** Exercise details **
For this exercise, reproduce only the lines from the one holding "red roof accordingly in the photo above." through the final line of the data below, exactly, and omit pictures.

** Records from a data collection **
*** Begin section ***
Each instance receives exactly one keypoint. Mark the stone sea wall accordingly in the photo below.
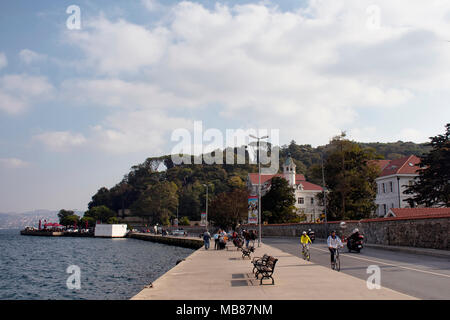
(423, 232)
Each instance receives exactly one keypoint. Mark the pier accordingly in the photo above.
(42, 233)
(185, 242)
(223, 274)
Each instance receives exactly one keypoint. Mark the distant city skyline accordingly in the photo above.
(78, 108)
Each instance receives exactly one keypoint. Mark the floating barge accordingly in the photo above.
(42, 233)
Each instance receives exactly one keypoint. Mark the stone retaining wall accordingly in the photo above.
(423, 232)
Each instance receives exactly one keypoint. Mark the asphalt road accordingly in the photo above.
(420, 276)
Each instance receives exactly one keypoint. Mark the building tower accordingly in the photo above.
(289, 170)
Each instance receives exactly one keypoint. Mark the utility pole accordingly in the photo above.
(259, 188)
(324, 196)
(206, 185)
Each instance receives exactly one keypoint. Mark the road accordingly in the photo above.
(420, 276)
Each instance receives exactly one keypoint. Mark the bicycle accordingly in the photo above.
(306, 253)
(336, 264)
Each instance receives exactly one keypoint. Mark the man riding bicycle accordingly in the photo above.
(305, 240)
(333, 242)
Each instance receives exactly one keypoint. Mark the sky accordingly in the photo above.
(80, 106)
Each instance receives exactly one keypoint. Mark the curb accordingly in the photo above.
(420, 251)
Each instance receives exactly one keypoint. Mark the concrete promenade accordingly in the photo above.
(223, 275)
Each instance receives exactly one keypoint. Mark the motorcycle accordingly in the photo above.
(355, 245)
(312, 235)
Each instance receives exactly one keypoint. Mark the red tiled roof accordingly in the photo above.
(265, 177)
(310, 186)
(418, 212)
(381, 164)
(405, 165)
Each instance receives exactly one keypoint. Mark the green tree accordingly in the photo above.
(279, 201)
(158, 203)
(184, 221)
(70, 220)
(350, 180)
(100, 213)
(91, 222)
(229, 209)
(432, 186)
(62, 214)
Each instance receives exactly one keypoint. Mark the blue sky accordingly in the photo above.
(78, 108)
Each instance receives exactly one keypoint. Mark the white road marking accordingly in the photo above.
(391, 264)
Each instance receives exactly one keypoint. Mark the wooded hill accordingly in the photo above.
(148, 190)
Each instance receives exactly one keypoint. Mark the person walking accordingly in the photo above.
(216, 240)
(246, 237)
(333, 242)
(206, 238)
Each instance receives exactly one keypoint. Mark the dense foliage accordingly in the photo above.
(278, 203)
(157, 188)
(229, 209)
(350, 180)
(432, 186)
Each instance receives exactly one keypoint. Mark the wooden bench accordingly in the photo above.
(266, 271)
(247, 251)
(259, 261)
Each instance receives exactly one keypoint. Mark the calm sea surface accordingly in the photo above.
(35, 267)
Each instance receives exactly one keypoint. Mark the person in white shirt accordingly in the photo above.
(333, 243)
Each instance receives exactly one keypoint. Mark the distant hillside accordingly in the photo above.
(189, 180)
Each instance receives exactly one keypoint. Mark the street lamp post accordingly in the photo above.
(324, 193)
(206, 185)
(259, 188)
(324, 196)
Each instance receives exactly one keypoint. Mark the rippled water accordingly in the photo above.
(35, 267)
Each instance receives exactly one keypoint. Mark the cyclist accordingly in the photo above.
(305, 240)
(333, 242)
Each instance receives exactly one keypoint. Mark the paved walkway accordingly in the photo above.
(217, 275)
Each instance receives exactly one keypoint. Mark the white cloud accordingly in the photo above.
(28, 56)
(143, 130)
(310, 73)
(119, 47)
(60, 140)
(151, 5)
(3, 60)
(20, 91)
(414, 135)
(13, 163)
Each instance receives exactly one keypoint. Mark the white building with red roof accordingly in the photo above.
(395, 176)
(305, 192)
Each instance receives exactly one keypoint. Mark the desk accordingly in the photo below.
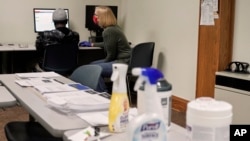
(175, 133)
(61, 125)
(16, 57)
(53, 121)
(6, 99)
*** End section ***
** Answer to this problem **
Each instance receives exactly one keypoint. Mark the white building with red roof accordingly in the photo above.
(395, 176)
(305, 192)
Each instance receives exactly one keypoint. Mark the desk accordingly in the photo below.
(175, 133)
(61, 125)
(16, 57)
(53, 121)
(6, 99)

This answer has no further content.